O saxofonista e compositor norte-americano parecia quase uma
sombra do improvisador que já
atuou ao lado de monstros sagrados do jazz, como Art Blakey, Horace Silver e Miles Davis.
Numa noite de inexplicável "low
profile", Shorter limitou-se praticamente a tocar os temas de suas
composições, entregando a maior
parte dos improvisos ao guitarrista
David Gilmore (nada a ver com a
banda Pink Floyd) e ao pianista
Jim Beard.
Foi como se o veterano jazzista
estivesse decidido a focar, nessa
apresentação, somente seu trabalho de compositor. Uma faceta,
aliás, que muitos desconhecem:
Shorter é, sem dúvida, um dos autores mais originais do jazz.
²
Improvisos
O repertório escolhido cobriu
momentos significativos de sua
trajetória. "Juju" (1964) e "Angola"
(1965) marcaram os primeiros
tempos de Shorter como solista,
em álbuns (hoje clássicos) gravados para o selo Blue Note.
No entanto, quem arrancou
aplausos do público foi mesmo o
guitarrista David Gilmore, que exibiu solos eficientes e bem articulados, sem exibicionismos. Uma verdadeira façanha, por sinal, já que
estava à frente de uma platéia completamente dominada por fãs do
"guitar hero" britânico Jeff Beck.
"Masqualero" (de 1967, época
em que Shorter tocou no lendário
Miles Davis Quintet) ganhou uma
ambientação de trilha sonora, mas
quem brilhou foi mesmo o piano
de Jim Beard, num improviso essencialmente rítmico.

Registros de dados de apontamento
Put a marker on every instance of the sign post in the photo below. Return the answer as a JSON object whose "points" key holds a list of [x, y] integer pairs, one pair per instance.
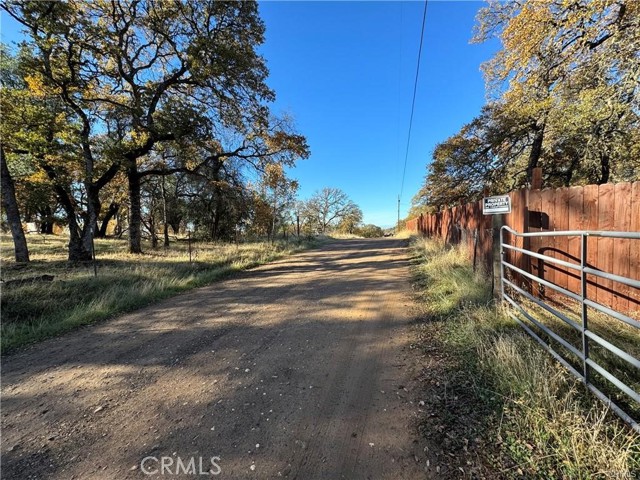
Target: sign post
{"points": [[496, 206]]}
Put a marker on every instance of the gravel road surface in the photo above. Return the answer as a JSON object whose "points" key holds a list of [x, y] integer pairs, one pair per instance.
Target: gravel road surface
{"points": [[296, 369]]}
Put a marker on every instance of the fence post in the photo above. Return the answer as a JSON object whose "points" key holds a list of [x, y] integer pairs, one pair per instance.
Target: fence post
{"points": [[583, 294], [497, 223]]}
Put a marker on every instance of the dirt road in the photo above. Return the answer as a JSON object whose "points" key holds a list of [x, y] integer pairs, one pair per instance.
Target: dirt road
{"points": [[295, 369]]}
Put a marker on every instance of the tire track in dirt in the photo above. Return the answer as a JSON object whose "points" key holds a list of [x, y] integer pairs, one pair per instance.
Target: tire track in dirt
{"points": [[288, 370]]}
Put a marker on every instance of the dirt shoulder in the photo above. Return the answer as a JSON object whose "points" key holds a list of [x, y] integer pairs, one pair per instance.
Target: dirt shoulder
{"points": [[296, 369]]}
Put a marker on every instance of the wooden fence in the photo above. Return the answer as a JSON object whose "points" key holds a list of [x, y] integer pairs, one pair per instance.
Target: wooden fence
{"points": [[609, 207]]}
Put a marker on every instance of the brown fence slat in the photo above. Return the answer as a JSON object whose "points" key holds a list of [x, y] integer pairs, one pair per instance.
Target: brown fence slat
{"points": [[605, 207], [620, 258], [575, 206], [562, 243], [634, 251], [606, 210], [590, 222], [547, 244]]}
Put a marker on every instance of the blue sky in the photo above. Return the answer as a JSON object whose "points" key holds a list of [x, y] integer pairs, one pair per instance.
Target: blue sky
{"points": [[345, 72]]}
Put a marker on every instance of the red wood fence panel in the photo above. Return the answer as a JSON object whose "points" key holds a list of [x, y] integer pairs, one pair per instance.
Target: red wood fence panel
{"points": [[592, 207]]}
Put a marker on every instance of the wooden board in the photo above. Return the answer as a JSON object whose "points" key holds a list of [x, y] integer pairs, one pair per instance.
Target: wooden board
{"points": [[606, 212], [561, 223], [590, 222], [575, 222], [547, 244], [634, 250], [620, 260]]}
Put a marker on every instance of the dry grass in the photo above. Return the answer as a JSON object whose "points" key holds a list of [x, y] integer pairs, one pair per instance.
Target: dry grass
{"points": [[544, 424], [38, 310]]}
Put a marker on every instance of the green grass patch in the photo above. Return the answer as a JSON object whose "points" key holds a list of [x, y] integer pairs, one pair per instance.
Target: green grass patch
{"points": [[536, 419], [34, 311]]}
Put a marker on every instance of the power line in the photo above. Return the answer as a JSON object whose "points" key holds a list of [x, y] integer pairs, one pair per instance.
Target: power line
{"points": [[413, 102]]}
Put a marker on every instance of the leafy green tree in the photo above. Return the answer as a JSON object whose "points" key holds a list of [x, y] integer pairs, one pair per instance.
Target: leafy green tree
{"points": [[327, 207], [149, 73], [563, 96], [370, 231]]}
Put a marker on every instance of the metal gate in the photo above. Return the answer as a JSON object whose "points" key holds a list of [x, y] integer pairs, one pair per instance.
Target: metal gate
{"points": [[520, 314]]}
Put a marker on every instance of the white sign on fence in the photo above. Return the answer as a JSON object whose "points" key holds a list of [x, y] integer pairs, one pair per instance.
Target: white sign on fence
{"points": [[496, 205]]}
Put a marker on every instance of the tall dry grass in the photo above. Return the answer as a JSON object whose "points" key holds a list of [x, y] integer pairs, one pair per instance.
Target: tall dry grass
{"points": [[125, 282], [545, 423]]}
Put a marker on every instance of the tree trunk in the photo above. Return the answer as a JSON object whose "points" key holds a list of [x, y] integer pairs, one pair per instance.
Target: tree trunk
{"points": [[605, 169], [46, 221], [165, 227], [13, 214], [135, 211], [536, 152]]}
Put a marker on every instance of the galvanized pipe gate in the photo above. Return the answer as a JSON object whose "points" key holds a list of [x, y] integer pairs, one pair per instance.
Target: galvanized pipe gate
{"points": [[587, 335]]}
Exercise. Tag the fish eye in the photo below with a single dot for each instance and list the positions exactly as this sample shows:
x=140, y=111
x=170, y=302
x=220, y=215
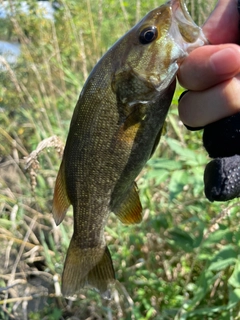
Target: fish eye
x=148, y=34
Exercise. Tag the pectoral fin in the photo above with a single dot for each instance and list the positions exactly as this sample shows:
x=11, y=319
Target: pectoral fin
x=61, y=201
x=130, y=211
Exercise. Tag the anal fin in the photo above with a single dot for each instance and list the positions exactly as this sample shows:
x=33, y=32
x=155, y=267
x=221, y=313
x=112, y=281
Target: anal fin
x=130, y=211
x=61, y=201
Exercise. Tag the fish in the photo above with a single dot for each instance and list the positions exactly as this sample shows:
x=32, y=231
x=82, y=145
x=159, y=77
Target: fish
x=115, y=128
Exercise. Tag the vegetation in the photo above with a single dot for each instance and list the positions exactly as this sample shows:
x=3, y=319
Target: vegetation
x=181, y=262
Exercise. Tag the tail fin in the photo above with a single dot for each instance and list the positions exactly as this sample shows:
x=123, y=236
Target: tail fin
x=91, y=266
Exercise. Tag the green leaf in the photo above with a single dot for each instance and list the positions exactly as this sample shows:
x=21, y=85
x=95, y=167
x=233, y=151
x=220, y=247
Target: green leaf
x=178, y=180
x=222, y=264
x=224, y=258
x=234, y=298
x=234, y=280
x=182, y=239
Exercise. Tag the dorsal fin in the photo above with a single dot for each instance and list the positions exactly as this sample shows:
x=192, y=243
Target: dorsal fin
x=130, y=211
x=61, y=201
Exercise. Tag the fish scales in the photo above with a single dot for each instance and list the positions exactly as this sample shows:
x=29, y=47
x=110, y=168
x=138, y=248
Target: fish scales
x=115, y=129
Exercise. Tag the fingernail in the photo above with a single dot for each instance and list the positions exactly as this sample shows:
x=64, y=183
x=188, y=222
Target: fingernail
x=224, y=61
x=182, y=94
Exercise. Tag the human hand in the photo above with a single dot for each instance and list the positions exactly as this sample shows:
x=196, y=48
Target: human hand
x=212, y=75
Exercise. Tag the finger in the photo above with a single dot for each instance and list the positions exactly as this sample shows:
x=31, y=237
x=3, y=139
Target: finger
x=198, y=109
x=222, y=25
x=209, y=65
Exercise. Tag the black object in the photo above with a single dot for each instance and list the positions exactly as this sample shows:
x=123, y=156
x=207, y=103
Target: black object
x=221, y=139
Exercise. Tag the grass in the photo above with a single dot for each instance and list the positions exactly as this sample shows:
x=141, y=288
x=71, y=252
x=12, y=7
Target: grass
x=180, y=263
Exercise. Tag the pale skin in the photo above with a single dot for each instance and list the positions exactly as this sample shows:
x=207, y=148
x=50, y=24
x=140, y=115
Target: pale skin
x=212, y=73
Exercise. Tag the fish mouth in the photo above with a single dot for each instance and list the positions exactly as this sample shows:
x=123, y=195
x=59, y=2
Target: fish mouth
x=183, y=28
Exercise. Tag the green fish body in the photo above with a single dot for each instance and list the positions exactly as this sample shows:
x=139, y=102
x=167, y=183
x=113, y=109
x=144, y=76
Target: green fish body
x=115, y=129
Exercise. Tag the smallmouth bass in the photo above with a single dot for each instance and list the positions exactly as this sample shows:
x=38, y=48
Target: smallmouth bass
x=115, y=129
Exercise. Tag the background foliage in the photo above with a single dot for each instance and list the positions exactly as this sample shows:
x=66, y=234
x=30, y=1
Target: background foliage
x=182, y=262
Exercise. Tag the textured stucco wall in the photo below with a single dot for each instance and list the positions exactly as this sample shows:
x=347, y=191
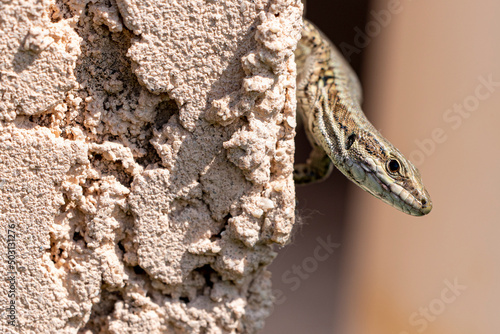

__OBJETIVO__: Quais composições de Shorter a crítica do show cita pelo nome? Dê cada uma com o ano indicado. Não é preciso usar os registros.

__RESPOSTA CERTA__: "Juju" (1964), "Angola" (1965) e "Masqualero" (1967).